** start of INPUT **

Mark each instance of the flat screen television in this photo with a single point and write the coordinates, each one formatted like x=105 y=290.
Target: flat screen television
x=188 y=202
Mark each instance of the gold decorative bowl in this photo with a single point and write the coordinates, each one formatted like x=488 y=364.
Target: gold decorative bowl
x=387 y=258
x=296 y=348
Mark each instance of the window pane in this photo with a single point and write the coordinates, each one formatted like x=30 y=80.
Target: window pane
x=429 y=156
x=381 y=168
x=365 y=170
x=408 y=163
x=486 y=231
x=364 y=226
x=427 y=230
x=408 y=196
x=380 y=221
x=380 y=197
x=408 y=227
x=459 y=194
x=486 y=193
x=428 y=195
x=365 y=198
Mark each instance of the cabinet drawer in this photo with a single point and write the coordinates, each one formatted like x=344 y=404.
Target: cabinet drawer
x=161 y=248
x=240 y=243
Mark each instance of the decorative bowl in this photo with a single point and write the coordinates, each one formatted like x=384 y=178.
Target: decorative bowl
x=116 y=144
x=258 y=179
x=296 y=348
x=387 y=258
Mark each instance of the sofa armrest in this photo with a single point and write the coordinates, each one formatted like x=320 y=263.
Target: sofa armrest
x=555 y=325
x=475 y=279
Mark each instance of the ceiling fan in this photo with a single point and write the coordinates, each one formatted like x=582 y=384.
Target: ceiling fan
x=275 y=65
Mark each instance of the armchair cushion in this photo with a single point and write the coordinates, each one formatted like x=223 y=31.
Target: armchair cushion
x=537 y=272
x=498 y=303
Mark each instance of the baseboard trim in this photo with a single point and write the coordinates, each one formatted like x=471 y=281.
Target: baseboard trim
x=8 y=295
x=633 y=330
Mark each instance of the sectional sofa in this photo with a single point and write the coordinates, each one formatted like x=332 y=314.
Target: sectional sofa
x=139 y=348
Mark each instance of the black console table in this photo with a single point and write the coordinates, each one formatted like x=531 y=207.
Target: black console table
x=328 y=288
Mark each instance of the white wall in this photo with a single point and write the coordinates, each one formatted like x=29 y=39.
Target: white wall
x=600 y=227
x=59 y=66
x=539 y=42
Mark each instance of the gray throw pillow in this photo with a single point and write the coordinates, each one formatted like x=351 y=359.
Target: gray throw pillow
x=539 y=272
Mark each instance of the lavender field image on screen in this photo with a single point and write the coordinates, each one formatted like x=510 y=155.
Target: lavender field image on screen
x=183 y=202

** end of INPUT **

### [GIVEN REQUEST]
Rewrite the entries from the line with "Mark each instance of the gray" through the end of the entries, keeping every line, requests included. Raise each x and y coordinate in the answer points by 140, and leave the numbers in the requests and their sample formats unchanged.

### [RIGHT ANSWER]
Mark each instance of the gray throw pillow in this photo with a single point and write the coordinates, each one formatted like x=351 y=359.
Target: gray throw pillow
x=679 y=412
Mark each instance of the lavender field image on screen in this photo with a single point and write the coordinates, each one formatted like x=510 y=155.
Target: lavender field image on screen
x=323 y=342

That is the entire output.